*Given task*. Rewrite the material below as a numbered list, leaving out the blank lines.

*Dataset rows*.
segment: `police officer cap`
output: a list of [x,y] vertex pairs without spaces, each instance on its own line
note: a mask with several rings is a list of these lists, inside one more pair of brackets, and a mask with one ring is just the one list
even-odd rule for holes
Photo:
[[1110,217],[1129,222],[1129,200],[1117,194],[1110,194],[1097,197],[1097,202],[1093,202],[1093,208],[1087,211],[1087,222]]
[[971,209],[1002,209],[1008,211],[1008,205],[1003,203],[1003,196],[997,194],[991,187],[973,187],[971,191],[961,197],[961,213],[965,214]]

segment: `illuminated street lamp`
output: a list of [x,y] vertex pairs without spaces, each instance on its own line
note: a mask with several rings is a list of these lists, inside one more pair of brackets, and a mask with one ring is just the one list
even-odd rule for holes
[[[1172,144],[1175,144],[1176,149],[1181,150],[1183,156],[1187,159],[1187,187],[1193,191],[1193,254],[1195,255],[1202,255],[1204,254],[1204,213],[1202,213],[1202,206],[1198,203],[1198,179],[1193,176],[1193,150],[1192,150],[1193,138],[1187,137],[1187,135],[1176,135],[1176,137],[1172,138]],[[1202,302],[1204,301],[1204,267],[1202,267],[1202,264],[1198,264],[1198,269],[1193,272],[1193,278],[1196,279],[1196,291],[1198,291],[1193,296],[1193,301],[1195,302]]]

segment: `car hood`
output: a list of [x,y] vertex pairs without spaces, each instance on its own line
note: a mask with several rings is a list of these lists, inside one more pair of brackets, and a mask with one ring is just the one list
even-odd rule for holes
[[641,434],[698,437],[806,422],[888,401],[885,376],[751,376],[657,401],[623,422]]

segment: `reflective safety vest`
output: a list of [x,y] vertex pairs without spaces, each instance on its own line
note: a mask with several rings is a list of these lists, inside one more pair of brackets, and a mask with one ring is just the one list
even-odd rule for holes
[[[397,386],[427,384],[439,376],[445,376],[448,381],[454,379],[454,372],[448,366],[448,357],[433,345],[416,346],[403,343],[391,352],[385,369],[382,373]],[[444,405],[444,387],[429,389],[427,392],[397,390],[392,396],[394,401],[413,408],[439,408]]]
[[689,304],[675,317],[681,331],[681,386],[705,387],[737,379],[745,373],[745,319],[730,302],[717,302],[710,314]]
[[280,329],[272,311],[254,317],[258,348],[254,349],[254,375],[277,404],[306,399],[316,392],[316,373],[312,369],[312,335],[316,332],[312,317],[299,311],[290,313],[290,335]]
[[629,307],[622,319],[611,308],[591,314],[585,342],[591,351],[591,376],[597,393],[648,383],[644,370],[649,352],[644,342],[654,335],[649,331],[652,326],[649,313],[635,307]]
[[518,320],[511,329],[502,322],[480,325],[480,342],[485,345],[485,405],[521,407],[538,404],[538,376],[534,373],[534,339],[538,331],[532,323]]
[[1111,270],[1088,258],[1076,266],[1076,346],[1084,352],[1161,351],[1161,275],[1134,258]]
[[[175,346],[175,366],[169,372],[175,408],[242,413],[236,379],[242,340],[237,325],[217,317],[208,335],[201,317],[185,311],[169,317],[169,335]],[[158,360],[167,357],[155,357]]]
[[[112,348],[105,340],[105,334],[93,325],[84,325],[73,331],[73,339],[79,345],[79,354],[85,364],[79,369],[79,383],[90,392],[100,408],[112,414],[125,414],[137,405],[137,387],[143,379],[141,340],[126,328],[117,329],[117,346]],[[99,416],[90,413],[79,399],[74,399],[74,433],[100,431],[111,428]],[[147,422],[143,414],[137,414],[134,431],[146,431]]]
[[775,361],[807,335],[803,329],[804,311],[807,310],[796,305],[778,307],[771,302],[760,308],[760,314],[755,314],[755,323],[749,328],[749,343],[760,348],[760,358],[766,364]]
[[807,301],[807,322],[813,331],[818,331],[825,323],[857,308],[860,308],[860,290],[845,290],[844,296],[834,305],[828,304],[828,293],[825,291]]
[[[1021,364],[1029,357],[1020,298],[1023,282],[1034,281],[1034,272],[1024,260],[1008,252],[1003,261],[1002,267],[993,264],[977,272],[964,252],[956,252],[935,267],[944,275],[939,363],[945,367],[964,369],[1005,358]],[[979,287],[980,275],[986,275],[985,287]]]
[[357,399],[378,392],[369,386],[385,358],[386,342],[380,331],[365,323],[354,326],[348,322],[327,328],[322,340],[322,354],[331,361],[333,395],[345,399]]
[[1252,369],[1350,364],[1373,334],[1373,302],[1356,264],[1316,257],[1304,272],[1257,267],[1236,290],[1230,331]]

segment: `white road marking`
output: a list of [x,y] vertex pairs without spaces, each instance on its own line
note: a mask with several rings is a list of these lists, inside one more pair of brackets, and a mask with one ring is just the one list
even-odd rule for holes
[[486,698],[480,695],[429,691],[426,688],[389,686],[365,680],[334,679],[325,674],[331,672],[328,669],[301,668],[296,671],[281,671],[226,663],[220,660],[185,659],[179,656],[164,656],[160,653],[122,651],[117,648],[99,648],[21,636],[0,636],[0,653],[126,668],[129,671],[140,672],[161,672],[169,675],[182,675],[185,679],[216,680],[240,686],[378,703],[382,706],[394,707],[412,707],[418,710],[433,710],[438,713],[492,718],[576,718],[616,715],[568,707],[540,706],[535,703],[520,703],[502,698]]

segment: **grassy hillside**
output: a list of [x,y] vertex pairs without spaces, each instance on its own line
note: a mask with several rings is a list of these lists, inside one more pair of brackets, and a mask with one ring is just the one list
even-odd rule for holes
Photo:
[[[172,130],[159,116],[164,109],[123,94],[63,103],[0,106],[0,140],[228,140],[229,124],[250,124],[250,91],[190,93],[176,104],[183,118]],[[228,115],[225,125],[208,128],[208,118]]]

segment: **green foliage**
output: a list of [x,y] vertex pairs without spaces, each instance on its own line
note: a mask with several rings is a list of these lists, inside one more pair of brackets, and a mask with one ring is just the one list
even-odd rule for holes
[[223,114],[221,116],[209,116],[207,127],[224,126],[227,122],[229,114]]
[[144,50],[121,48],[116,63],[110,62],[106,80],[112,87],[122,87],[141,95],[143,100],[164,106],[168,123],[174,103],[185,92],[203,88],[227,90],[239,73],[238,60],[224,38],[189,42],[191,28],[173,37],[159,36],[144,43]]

*Correct result*.
1. segment: `police officer cap`
2. output: a list of [x,y] vertex pairs without spaces, each instance on its own line
3. note: a mask with several rings is a list of these lists, inside one more pair of brackets, and a mask with one ring is just the one list
4. even-odd rule for holes
5. Photo:
6. [[1110,217],[1129,222],[1129,200],[1117,194],[1110,194],[1097,197],[1097,202],[1093,202],[1093,208],[1087,211],[1087,222]]
7. [[971,209],[1002,209],[1008,211],[1008,205],[1003,203],[1003,196],[997,194],[991,187],[973,187],[971,191],[961,197],[961,213],[965,214]]
8. segment: `illuminated street lamp`
9. output: a list of [x,y] vertex pairs without spaces, each instance on its own line
10. note: a mask with several rings is a list of these lists, inside one more pair of brackets, and a mask with one ring is just the one list
11. even-odd rule for holes
12. [[[1172,144],[1175,144],[1176,149],[1181,150],[1183,156],[1187,159],[1187,187],[1193,191],[1193,254],[1195,255],[1202,255],[1204,254],[1204,213],[1202,213],[1202,206],[1198,203],[1198,179],[1193,176],[1193,150],[1192,150],[1193,138],[1187,137],[1187,135],[1176,135],[1176,137],[1172,138]],[[1202,302],[1204,301],[1204,267],[1202,267],[1202,264],[1198,264],[1198,269],[1193,272],[1193,278],[1196,279],[1196,291],[1198,291],[1193,296],[1193,301],[1195,302]]]
13. segment: `car hood`
14. output: a list of [x,y] vertex pairs without spaces, each instance on its own line
15. note: a mask with several rings is a list of these lists, inside one more pair of brackets, and a mask with one ring is just the one list
16. even-odd rule for holes
17. [[641,434],[698,437],[806,422],[888,401],[885,376],[751,376],[657,401],[623,422]]
18. segment: `reflective safety vest`
19. output: a list of [x,y] vertex pairs without spaces, each instance on its own line
20. note: a mask with several rings is a list of these lists, inside one more pair of brackets, and a mask with one ring is just the one list
21. even-odd rule for holes
22. [[[397,386],[427,384],[439,376],[445,376],[448,381],[454,379],[454,372],[448,366],[448,357],[433,345],[416,346],[403,343],[391,352],[385,369],[382,373]],[[444,405],[444,387],[429,389],[427,392],[397,390],[392,396],[394,401],[413,408],[439,408]]]
23. [[689,304],[675,317],[681,331],[681,386],[705,387],[737,379],[745,373],[745,319],[730,302],[717,302],[710,314]]
24. [[280,329],[272,311],[254,317],[258,348],[254,349],[254,375],[277,404],[306,399],[316,392],[316,373],[312,369],[312,335],[316,332],[312,317],[299,311],[290,313],[290,335]]
25. [[629,307],[622,319],[611,308],[591,314],[585,342],[591,351],[591,376],[597,393],[648,383],[644,370],[649,352],[644,342],[654,335],[649,331],[652,326],[649,313],[635,307]]
26. [[518,320],[511,329],[502,322],[480,325],[480,342],[485,345],[485,405],[521,407],[538,404],[538,376],[534,373],[534,339],[538,331],[532,323]]
27. [[1111,270],[1088,258],[1076,266],[1076,346],[1084,352],[1161,351],[1161,275],[1134,258]]
28. [[[175,346],[175,366],[169,372],[175,408],[242,413],[236,379],[242,340],[237,325],[217,317],[208,335],[201,317],[185,311],[169,317],[169,335]],[[158,360],[167,357],[155,357]]]
29. [[[112,348],[105,340],[105,334],[93,325],[84,325],[73,331],[73,339],[79,345],[79,354],[85,364],[79,369],[79,383],[90,392],[100,408],[112,414],[125,414],[137,405],[137,387],[143,379],[141,340],[126,328],[117,329],[117,346]],[[99,416],[90,413],[79,399],[74,399],[74,433],[100,431],[111,428]],[[147,422],[143,414],[137,414],[134,431],[146,431]]]
30. [[775,361],[807,335],[803,329],[804,311],[807,310],[796,305],[778,307],[771,302],[760,308],[760,314],[755,314],[755,323],[749,328],[749,343],[760,348],[760,358],[766,364]]
31. [[807,301],[807,322],[813,331],[818,331],[825,323],[857,308],[860,308],[860,290],[845,290],[844,296],[834,305],[828,304],[828,293],[825,291]]
32. [[[1021,364],[1029,357],[1020,298],[1023,282],[1034,281],[1034,272],[1024,260],[1008,252],[1003,261],[1002,267],[993,264],[977,272],[964,252],[956,252],[935,267],[944,275],[939,363],[945,367],[964,369],[1005,358]],[[979,287],[980,275],[986,275],[985,287]]]
33. [[357,399],[378,392],[369,386],[385,358],[386,342],[380,331],[365,323],[354,326],[348,322],[327,328],[322,340],[322,354],[331,361],[333,395],[345,399]]
34. [[1252,369],[1350,364],[1373,334],[1373,302],[1356,264],[1316,257],[1304,272],[1257,267],[1236,290],[1230,331]]
35. segment: `white road marking`
36. output: a list of [x,y] vertex pairs without spaces, each instance on its own line
37. note: a mask with several rings is a list of these lists, inside one more pair of brackets, and a mask with one ring is just the one list
38. even-odd rule for holes
39. [[486,698],[480,695],[429,691],[426,688],[389,686],[365,680],[334,679],[325,674],[331,672],[328,669],[301,668],[296,671],[281,671],[226,663],[220,660],[185,659],[179,656],[164,656],[160,653],[122,651],[117,648],[99,648],[21,636],[0,636],[0,653],[126,668],[129,671],[140,672],[161,672],[169,675],[182,675],[185,679],[216,680],[240,686],[378,703],[382,706],[394,707],[412,707],[418,710],[433,710],[438,713],[492,718],[576,718],[616,715],[568,707],[540,706],[535,703],[520,703],[502,698]]
40. segment: **grassy hillside**
41. output: a list of [x,y] vertex pairs without spaces, each instance on its own line
42. note: a mask with several rings is a list of these lists, inside one more pair of brackets, and a mask with one ring is just the one list
43. even-odd rule for holes
44. Photo:
45. [[[172,130],[159,116],[164,109],[123,94],[63,103],[0,106],[0,140],[228,140],[229,124],[250,124],[250,91],[190,93],[176,104],[183,118]],[[228,115],[225,125],[208,128],[208,118]]]
46. segment: **green foliage**
47. output: a list of [x,y] vertex pairs without spaces, each instance on its own line
48. note: a mask with several rings is a list of these lists, inside one more pair of brackets, and a mask with one ring is just the one list
49. even-odd rule for holes
50. [[223,114],[221,116],[209,116],[207,127],[224,126],[227,122],[229,114]]
51. [[144,50],[121,48],[116,63],[110,62],[106,80],[112,87],[122,87],[141,95],[143,100],[164,106],[168,123],[174,103],[185,92],[203,88],[227,90],[239,73],[238,60],[224,38],[189,42],[191,28],[173,37],[159,36],[144,43]]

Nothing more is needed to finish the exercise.